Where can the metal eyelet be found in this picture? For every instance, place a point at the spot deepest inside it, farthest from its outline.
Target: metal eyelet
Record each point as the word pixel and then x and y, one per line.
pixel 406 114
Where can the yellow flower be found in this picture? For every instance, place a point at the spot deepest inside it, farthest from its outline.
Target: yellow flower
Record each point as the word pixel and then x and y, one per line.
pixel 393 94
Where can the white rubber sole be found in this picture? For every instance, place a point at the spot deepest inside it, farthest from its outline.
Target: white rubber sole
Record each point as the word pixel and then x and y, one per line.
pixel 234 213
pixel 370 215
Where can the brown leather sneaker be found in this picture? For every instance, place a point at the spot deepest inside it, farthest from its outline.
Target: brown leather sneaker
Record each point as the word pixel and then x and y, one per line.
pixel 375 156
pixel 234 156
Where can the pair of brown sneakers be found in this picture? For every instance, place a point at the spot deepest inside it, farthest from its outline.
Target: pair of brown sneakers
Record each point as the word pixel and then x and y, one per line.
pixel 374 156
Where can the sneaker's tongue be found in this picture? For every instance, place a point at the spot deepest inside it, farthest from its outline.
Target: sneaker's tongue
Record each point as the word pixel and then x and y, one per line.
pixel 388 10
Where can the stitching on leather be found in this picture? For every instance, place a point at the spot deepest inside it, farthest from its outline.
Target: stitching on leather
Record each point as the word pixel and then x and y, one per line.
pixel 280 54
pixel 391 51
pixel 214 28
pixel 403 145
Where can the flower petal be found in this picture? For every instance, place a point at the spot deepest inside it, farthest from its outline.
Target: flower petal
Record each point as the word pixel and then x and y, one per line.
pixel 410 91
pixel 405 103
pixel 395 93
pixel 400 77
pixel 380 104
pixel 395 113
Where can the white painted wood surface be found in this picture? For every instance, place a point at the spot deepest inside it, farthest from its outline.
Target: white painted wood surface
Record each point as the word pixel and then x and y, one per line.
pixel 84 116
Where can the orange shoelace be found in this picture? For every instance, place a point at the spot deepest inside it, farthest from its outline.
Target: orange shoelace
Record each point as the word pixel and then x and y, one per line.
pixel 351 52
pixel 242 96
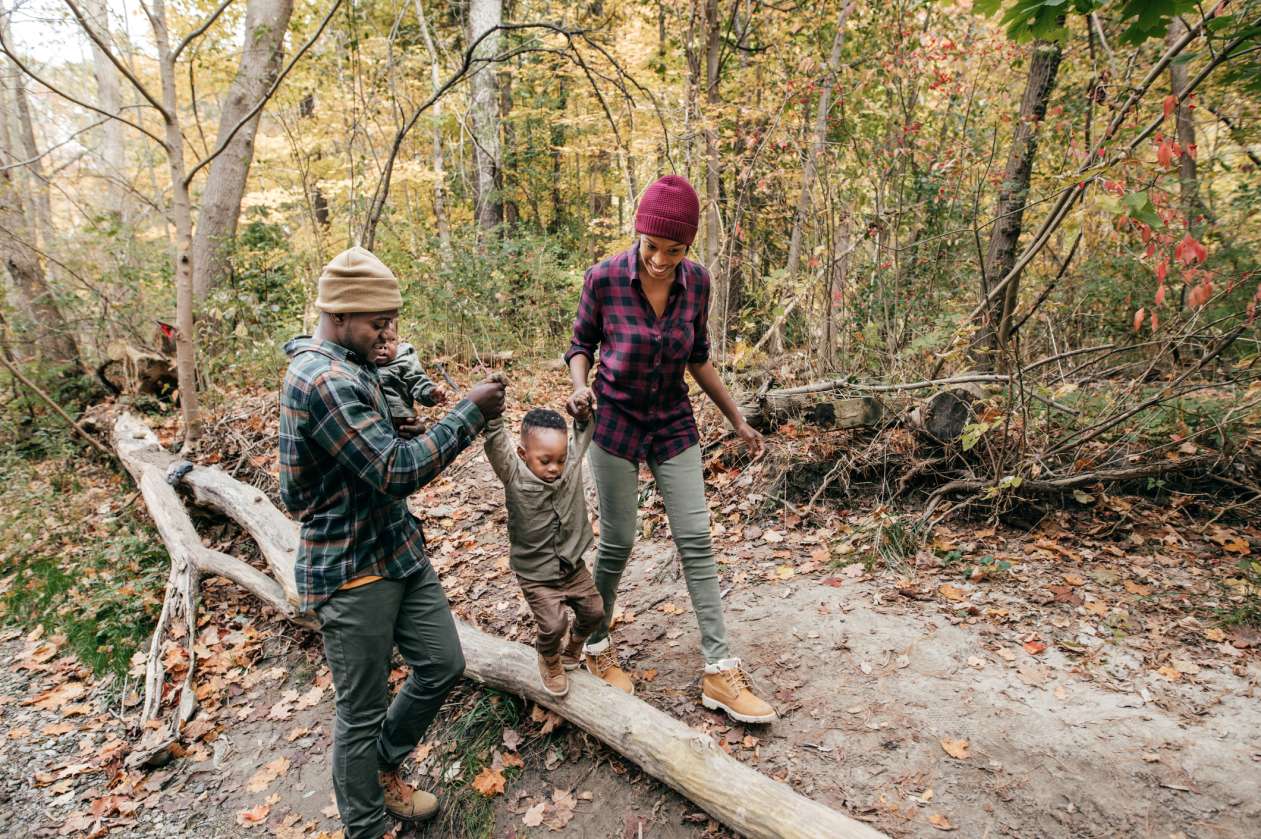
----
● **Activity**
Write every entry again exactly as given, skipping the pictures.

● **Result**
Where can the metal eyelet be found in this picture? For every instance, place a point at the spot deepest inside it, farthest from its outline.
Target: metal eyelet
Record each point as the word pixel and then x and y, one per line.
pixel 406 114
Where can the yellow flower be found in this picture? For every instance, place a point at the spot deepest inside it, farthest from its outline.
Target: yellow flower
Record each point as the word pixel and then x and y, one per line.
pixel 393 94
Where can the white rubber sole be found in this picture? For every instance, place a point at the spot deepest inside it, farthest from its outline.
Target: white rubber sole
Record each point as the word pixel and then x and y, one per line.
pixel 234 213
pixel 370 215
Where can the brown leather sneaker be found in this picture? For every instance, place a point at the spot deepest inside it, farthest from its outline.
Target: brown leather sneaker
Record each point as the word pixel and then x and y, one per line.
pixel 375 156
pixel 234 156
Where can the pair of brown sneakers be found in this picture? For every instance, place a point at the spot deepest inside it, farthest from its outline.
Target: pair of brown sneakers
Record each point as the word pixel and then x and y, one per line.
pixel 374 156
Where can the sneaker's tongue be found in this picture? For every instance, place a point at the spot deepest inside it, farthest from its outline.
Target: sneaker's tongue
Record each point as the word pixel and then x and y, one per line.
pixel 388 10
Where can the stitching on leather be found in this picture? For every instance, place a point at the spot deepest inside it, farthest from its outline.
Target: stitching on leather
Record each point as the word pixel and then x and y, one per line.
pixel 280 54
pixel 391 51
pixel 214 28
pixel 403 145
Where can the flower petal be found in this picture? For every instance, place a point at the spot deepest inside it, farthest from its outline.
Target: flower petal
Record each point as the word pixel and then x and y, one per line.
pixel 410 91
pixel 405 103
pixel 395 93
pixel 400 77
pixel 380 104
pixel 395 113
Where can the white painted wood surface be found in this picture? For every instance, place a point at the spot deepest inside it, farthest from its outline.
Target: white painted wood surface
Record each point as the word pixel and then x and y, one per line.
pixel 84 116
Where can the orange shoelace be found in this picture? For every instance, place a point at the spot deepest inside it, farthest from its outline.
Target: orange shoelace
Record each point as the word pixel and then x and y, one per line.
pixel 351 52
pixel 242 96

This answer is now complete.